Excerpt from a dataset:
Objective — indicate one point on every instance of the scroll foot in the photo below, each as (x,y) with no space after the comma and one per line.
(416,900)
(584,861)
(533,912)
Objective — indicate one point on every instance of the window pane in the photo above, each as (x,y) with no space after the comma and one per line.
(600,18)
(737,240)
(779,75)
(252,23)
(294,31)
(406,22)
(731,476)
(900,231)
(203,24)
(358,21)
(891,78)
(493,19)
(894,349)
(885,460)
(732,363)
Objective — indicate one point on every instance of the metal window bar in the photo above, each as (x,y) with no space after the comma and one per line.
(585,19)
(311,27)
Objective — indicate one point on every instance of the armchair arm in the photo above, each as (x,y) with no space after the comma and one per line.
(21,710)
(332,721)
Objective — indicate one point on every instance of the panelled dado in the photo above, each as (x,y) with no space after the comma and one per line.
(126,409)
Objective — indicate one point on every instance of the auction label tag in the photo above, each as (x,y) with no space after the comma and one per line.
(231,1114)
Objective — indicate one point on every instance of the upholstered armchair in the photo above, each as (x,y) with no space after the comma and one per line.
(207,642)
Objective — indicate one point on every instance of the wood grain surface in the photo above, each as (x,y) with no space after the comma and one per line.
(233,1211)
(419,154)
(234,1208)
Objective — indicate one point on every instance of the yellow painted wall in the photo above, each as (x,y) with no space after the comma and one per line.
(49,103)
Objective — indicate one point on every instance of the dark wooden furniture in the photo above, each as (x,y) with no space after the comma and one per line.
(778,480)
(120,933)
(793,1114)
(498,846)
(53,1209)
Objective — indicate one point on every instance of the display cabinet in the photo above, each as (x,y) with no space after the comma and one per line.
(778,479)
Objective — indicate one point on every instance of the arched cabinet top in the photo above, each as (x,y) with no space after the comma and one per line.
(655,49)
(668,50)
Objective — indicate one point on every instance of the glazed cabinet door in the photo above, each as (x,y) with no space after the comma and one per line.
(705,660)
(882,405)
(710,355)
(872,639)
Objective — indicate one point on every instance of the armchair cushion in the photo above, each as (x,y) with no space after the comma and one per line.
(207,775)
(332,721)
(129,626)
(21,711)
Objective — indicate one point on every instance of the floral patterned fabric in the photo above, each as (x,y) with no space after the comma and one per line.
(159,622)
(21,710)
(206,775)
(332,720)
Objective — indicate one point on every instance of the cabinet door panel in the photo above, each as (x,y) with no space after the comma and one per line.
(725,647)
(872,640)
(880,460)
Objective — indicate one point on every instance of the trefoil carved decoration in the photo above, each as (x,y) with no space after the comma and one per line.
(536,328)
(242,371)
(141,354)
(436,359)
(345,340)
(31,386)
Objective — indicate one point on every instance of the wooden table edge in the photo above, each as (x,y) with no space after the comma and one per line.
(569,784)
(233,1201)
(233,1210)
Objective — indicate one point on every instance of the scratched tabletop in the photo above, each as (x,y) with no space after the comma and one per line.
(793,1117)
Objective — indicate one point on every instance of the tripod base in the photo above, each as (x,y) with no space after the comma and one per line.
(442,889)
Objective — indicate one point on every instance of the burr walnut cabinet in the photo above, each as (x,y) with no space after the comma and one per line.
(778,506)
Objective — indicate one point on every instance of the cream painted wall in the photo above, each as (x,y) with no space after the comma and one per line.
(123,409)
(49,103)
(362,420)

**Directive**
Give back the lines of the listing from the one with "Objective — indicate one point on every instance of the wooden" through the end, both included, exactly as written and with nothing added.

**Answer to this exercise**
Objective — indicate one point on every instance of the wooden table edge in the photo above, each as (x,y) with no space after the comma and one per line.
(569,784)
(233,1201)
(233,1210)
Objective — indicate one point on every instance of the scratched tabletop in the photo above, each as (x,y) with no space after the comma and one per line.
(793,1117)
Objective — indicate one point on every instance of the tripod base in the photo above, each as (x,y) with no space after the comma and one per line.
(442,889)
Objective — indicate one point on every instance of the burr walnut cabinet in the photo above, each as (x,y) with no space after the comma and one per line.
(778,506)
Objective — indicate one point on every instance of the cream painted wall in the photo above, each as (x,y) with no space after the comma and one per line.
(123,409)
(49,103)
(362,420)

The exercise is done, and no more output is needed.